» **WHAT IS REQUIRED**: Starting at the line that contains "Reviewer note: confirm that each instance of the reflective" and stopping after the last line, set down the listing exactly as it is. Add nothing.

» **ENTRIES SHOWN**:
★ ★ ★ ★ ★ ★ ★

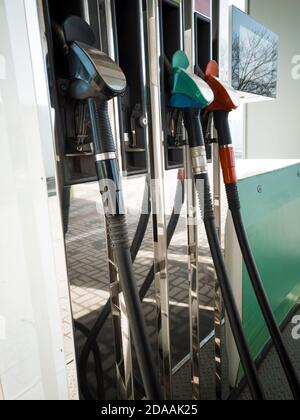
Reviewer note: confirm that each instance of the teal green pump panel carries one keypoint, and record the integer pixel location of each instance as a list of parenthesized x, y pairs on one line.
[(271, 213)]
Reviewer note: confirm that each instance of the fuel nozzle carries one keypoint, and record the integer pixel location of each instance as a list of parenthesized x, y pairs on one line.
[(189, 90), (226, 100), (94, 74)]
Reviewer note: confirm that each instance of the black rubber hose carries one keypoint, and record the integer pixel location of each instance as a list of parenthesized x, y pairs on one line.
[(98, 363), (224, 135), (196, 139), (108, 172), (139, 235)]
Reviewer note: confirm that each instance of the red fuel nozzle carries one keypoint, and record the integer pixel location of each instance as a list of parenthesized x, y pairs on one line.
[(226, 98)]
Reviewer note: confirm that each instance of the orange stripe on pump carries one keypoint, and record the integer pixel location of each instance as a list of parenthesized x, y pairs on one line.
[(227, 159)]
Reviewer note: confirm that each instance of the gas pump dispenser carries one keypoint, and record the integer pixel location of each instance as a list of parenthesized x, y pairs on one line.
[(226, 100), (192, 94)]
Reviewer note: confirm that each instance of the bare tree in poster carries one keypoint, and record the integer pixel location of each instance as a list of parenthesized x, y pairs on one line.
[(254, 59)]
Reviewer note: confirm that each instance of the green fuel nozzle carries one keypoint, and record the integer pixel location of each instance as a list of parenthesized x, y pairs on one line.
[(189, 90)]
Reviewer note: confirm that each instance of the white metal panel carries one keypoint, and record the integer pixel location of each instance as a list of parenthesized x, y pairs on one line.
[(32, 355)]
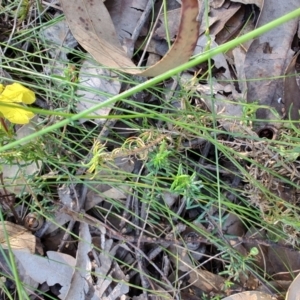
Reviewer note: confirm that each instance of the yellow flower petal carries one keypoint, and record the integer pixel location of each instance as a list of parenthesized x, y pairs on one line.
[(16, 114), (16, 92)]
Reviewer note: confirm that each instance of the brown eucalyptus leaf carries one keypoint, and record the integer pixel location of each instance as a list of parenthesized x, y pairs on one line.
[(291, 91), (258, 3), (250, 295), (266, 60), (19, 237), (294, 290), (93, 28)]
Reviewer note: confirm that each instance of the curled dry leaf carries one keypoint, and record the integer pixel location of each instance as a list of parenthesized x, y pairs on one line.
[(294, 290), (17, 237), (253, 295), (93, 28)]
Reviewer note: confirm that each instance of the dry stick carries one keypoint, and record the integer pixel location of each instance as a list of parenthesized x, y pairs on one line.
[(83, 217), (136, 32), (71, 224), (111, 122)]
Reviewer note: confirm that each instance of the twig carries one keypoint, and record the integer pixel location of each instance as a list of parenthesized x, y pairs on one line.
[(83, 217)]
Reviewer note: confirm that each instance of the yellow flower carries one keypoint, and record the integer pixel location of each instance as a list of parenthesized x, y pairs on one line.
[(12, 94)]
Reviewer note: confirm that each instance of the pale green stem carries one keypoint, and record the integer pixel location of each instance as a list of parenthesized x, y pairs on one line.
[(151, 82)]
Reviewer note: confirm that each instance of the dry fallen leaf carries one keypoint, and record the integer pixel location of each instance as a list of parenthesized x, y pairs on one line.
[(253, 295), (56, 268), (266, 60), (93, 28), (18, 237), (103, 81)]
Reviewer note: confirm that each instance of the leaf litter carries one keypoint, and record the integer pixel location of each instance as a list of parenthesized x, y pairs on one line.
[(124, 255)]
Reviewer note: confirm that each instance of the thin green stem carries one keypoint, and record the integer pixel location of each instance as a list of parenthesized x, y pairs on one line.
[(151, 82)]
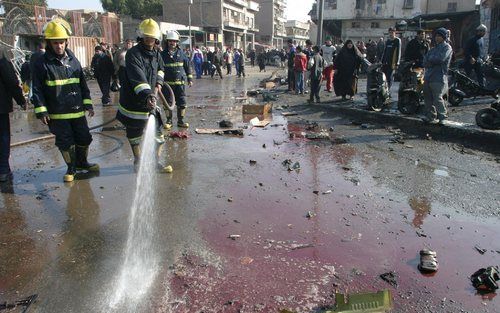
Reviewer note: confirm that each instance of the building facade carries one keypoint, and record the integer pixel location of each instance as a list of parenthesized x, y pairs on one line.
[(271, 22), (370, 19), (297, 31), (226, 23)]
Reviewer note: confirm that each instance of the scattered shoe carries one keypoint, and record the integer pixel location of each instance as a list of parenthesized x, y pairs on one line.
[(485, 279), (428, 261), (5, 177), (430, 121), (164, 169)]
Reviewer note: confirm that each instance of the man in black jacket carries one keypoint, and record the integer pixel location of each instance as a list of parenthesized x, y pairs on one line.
[(61, 97), (103, 68), (475, 55), (142, 79), (416, 49), (9, 88)]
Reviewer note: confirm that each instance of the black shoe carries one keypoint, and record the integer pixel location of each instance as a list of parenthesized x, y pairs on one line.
[(5, 177), (82, 164)]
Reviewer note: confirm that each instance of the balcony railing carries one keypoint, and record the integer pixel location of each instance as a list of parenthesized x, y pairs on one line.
[(242, 3), (236, 23)]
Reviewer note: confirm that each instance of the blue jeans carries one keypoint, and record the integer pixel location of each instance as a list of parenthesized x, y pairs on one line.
[(4, 143), (299, 82), (197, 68), (478, 69)]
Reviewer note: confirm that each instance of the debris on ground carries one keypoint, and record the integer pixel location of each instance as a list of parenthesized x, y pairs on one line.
[(254, 92), (318, 136), (291, 166), (267, 97), (391, 278), (268, 85), (301, 246), (225, 124), (377, 302), (428, 261), (367, 126), (255, 122), (485, 279), (312, 126), (258, 109), (480, 250), (246, 260), (26, 303), (219, 131), (179, 134)]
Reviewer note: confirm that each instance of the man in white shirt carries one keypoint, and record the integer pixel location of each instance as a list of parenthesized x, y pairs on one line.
[(328, 52)]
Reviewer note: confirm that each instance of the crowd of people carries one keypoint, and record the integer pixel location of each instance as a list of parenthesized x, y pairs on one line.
[(340, 65), (157, 64)]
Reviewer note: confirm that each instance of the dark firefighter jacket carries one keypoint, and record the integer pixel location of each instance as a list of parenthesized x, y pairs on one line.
[(177, 69), (143, 71), (9, 85), (59, 87)]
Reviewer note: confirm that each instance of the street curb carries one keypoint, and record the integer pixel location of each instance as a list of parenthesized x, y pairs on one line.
[(484, 140)]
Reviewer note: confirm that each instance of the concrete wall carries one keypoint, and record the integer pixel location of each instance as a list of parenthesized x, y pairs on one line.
[(204, 13), (372, 9), (365, 32), (442, 6), (264, 18)]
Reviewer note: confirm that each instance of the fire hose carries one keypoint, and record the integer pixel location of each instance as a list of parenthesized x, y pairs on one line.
[(168, 105)]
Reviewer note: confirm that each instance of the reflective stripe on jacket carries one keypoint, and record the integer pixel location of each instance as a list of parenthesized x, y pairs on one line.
[(59, 87), (177, 69), (143, 71)]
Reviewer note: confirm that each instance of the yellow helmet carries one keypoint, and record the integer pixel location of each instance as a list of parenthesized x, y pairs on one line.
[(57, 29), (149, 28)]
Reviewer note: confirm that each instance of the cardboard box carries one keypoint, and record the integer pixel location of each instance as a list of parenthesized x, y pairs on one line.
[(258, 109)]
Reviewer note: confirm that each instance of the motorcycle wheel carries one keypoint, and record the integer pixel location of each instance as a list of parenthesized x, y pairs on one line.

★ ★ ★ ★ ★ ★ ★

» **SOLUTION TO THE PROBLEM**:
Reviewer note: confirm that each instance of the reflective stripe on jacket carries one keypoint, and record the integer pixel location of each instance as a list of parenthesized x, y pairs on one line.
[(59, 87), (177, 69), (143, 71)]
Reviewer note: confirm that each instance of the yellow helmet carries one keypoint, and record the integer pixel location of each instance as a list of parenthesized x, y pairs on one line.
[(57, 29), (149, 28)]
Reviewer note: confirm that each instance of the cardboard box carries one keypoint, and record the integer pixel location of each instance as a list of parenthesized x, y pairs on one line.
[(258, 109)]
Reviewer note: confirm that each instance of the motorcycle wheel carries one keypoint, and record the integer pixel location of each instance as a list of parenthesized x, y pairs on one line.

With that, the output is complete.